▶ _TO DO_:
Count the lines in the data below that contain the string "wheel", treating uppercase and lowercase as different. Reply with only the number.

(Records from a point-labeling set)
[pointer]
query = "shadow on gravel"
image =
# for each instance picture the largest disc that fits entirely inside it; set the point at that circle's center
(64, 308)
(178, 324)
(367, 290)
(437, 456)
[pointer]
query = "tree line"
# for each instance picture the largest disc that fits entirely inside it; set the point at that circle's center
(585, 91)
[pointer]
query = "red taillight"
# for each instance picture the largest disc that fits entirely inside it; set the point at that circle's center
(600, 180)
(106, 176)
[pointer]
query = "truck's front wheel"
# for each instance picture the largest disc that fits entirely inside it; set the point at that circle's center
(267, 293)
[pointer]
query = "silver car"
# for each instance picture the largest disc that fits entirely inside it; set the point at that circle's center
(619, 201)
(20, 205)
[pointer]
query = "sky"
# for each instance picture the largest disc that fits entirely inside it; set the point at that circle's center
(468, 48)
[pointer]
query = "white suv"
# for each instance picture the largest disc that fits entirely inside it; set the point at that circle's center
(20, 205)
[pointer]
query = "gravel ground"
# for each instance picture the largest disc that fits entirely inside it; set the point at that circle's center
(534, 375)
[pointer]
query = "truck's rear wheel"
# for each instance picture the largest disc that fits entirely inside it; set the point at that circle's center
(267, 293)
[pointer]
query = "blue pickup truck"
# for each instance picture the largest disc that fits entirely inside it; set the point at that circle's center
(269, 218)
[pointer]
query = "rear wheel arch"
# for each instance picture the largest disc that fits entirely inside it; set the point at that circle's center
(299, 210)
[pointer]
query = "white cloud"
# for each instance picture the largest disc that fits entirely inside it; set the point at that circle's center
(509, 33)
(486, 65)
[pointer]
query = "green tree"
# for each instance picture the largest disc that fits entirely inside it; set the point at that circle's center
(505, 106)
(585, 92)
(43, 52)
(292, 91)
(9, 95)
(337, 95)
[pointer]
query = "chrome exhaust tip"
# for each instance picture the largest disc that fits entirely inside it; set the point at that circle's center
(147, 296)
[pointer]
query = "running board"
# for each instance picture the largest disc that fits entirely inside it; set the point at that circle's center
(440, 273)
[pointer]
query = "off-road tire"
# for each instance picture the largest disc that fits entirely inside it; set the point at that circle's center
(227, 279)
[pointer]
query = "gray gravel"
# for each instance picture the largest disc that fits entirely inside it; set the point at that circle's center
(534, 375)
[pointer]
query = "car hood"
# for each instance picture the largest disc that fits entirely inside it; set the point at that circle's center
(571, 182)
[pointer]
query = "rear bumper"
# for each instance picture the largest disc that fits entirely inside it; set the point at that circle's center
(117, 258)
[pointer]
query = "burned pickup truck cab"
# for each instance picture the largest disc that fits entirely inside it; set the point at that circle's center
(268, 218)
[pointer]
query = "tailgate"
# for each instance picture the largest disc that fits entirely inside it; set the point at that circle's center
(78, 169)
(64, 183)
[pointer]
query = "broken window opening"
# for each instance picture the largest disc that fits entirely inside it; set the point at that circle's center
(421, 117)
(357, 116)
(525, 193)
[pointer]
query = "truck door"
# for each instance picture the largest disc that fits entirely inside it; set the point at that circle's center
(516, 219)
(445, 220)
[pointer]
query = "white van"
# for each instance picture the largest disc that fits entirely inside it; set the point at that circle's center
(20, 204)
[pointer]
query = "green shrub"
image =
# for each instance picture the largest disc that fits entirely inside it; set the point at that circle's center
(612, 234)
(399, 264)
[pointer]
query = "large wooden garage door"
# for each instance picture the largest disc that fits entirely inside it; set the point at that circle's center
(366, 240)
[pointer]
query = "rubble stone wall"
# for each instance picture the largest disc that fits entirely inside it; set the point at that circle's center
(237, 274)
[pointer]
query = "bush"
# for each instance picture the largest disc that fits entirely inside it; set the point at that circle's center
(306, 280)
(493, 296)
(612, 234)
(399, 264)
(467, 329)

--

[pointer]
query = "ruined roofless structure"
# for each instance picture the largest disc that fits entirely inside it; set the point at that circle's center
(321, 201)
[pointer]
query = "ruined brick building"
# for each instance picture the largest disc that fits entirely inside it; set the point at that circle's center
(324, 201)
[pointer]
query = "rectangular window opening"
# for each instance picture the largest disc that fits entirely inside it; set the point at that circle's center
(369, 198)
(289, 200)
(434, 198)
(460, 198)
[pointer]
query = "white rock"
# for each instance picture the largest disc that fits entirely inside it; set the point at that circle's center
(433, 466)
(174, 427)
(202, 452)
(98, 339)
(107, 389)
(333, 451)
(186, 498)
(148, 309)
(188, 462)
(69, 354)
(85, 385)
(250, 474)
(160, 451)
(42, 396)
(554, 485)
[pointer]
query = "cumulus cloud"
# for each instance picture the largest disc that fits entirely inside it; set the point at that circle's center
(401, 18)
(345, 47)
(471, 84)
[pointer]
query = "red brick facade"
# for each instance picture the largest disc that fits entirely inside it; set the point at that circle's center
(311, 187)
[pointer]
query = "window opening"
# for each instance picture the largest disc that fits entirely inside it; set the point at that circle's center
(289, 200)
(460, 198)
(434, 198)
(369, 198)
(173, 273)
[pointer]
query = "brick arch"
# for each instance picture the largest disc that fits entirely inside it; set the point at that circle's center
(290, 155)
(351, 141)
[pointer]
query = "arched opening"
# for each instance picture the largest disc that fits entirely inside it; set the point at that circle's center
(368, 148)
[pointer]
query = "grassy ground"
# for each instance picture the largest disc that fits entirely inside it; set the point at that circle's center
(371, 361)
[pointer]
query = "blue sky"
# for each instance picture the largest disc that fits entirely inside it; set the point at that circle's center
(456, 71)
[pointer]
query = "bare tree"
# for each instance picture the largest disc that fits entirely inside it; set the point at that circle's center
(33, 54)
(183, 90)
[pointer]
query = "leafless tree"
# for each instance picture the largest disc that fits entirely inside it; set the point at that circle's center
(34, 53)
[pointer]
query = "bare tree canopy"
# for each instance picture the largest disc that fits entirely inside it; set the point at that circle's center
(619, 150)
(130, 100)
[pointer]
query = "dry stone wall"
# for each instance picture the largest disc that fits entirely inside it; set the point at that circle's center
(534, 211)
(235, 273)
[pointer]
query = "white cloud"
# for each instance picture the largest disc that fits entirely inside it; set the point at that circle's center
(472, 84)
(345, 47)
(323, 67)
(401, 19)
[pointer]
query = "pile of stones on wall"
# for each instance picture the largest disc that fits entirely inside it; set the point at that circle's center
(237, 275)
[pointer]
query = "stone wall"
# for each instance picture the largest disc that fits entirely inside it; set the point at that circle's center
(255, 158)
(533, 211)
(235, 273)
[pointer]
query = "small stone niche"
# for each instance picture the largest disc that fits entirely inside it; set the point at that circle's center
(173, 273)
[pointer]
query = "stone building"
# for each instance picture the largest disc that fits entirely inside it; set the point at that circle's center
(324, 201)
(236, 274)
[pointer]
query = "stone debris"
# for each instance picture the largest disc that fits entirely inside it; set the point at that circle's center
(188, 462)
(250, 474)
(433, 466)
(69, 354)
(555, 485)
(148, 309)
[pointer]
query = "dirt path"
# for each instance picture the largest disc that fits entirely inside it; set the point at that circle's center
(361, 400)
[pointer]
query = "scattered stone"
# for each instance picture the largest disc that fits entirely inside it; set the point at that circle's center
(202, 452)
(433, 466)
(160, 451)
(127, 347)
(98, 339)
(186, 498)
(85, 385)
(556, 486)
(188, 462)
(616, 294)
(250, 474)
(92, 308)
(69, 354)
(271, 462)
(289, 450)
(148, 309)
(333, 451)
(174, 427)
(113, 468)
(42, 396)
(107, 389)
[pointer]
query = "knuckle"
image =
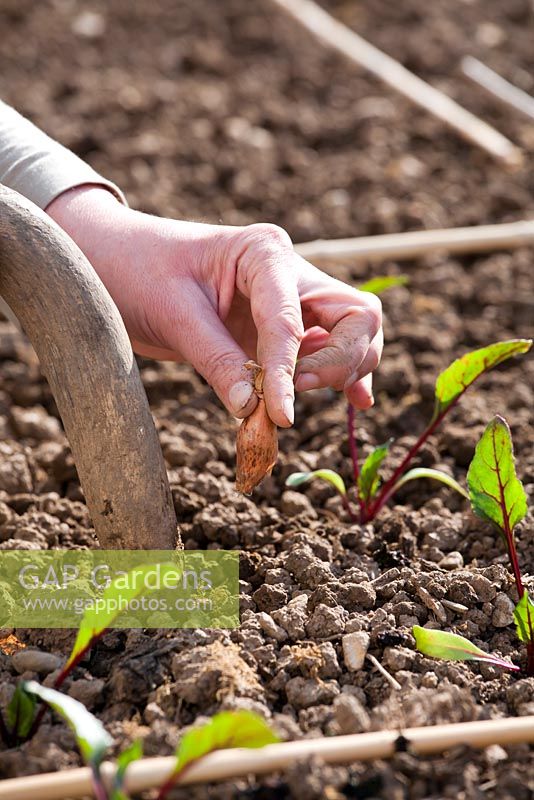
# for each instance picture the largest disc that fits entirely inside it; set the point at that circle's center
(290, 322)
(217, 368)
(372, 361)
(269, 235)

▶ _ANSWER TO THE TASK_:
3